DESCRIZIONE DEL COMPITO → Per ciascuna delle tre affermazioni seguenti, indica se concorda con l'articolo su Stati Uniti e Corea del Nord, rispondendo sì o no e citando le parole del testo che decidono la risposta. (a) L'agricoltura contribuisce al 30 per cento del Pil nordcoreano. (b) Sul piano energetico la Corea del Nord dipende soprattutto dalle forniture russe. (c) La rete ferroviaria nordcoreana è in gran parte quella costruita dai giapponesi negli anni Cinquanta.

ESTRATTO DELLA FONTE →

□ □ □

Usa e Corea del Nord.
Nemici per tradizione, amici per convenienza

di Rodolfo Bastianelli

Tra le tante crisi internazionali che gli Stati Uniti si trovano oggi ad affrontare, quella nordcoreana è forse la più difficile da gestire sia per l'imprevedibilità del regime di Pyongyang che per l'inattendibilità delle informazioni esistenti sul suo conto. Governata da oltre mezzo secolo da un regime di impronta stalinista che ha fatto del culto della personalità il suo tratto distintivo, la Corea del Nord è un paese chiuso ed isolato che la propaganda e la paranoia dei leader politici nordcoreani hanno reso impenetrabile ad ogni influsso proveniente dall'esterno.

Dotata di notevoli risorse minerarie e rimasta fino ai primi anni Sessanta più avanti rispetto al sud, la Corea del Nord dopo il crollo dell'Unione Sovietica – che costituiva il principale partner di Pyongyang – è entrata in una profonda crisi economica, aggravata prima dalle inondazioni e poi da una carestia che secondo le fonti ha provocato da 500 mila a 2 milioni di vittime per la malnutrizione. Attualmente, dopo il notevole contributo offerto a Pyongyang dalle istituzioni umanitarie, dal “Programma alimentare mondiale” (Pam) delle Nazioni Unite e da diverse associazioni non governative, il paese sembra aver superato la fase più critica dell'emergenza, anche se, soprattutto nelle zone rurali, le razioni sono tuttora insufficienti a coprire il fabbisogno alimentare della popolazione.

Le strutture sanitarie e scolastiche sono poi al collasso, l'industria, formata principalmente da obsoleti quanto improduttivi impianti risalenti all'era sovietica, funziona a livelli limitati per la mancanza di energia elettrica e di pezzi di ricambio, l'agricoltura, che contribuisce al 30 per cento del Pil nordcoreano, ha tuttora bassi livelli di produttività data l'assenza di fertilizzanti e l'arretratezza dei sistemi usati. Sul piano energetico Pyongyang dipende essenzialmente dalle forniture cinesi, mentre la stessa rete ferroviaria nordcoreana, principale via commerciale del paese, è in gran parte ancora quella costruita dai giapponesi negli anni Trenta, dove, secondo quanto riportato dalle testimonianze, i treni viaggiano a velocità inferiore a quella di un cavallo e sono spesso costretti a fermarsi per improvvise interruzioni della corrente.

□ □ □

VOCI DEL DATASET →

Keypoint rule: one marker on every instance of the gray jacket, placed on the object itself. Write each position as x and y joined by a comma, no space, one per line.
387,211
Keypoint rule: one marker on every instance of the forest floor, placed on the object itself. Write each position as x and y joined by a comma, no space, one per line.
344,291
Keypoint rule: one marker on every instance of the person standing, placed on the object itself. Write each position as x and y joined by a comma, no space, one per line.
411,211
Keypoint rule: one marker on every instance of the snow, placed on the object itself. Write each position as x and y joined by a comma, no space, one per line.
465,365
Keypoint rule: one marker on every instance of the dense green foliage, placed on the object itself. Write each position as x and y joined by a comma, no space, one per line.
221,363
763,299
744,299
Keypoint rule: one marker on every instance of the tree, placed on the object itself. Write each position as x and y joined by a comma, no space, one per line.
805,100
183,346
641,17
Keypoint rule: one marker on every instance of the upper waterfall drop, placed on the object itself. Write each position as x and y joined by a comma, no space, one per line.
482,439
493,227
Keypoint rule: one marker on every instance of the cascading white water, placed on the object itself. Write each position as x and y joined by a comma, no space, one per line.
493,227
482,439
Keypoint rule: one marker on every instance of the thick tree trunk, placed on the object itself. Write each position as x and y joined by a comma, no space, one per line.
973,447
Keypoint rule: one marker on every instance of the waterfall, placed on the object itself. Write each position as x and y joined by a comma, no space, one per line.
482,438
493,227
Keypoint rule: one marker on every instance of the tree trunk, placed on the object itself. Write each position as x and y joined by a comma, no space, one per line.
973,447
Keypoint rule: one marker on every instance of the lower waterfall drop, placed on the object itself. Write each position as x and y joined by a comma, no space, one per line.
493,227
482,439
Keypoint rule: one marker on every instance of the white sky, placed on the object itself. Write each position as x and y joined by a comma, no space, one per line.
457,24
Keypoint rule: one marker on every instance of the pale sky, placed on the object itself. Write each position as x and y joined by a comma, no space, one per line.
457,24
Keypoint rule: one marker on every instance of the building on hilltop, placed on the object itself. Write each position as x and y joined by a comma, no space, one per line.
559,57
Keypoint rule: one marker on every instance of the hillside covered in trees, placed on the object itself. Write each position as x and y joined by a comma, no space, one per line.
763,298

□ □ □

COMPITO SVOLTO →
(a) Sì: «l'agricoltura, che contribuisce al 30 per cento del Pil nordcoreano».
(b) No: «Sul piano energetico Pyongyang dipende essenzialmente dalle forniture cinesi».
(c) No: «è in gran parte ancora quella costruita dai giapponesi negli anni Trenta».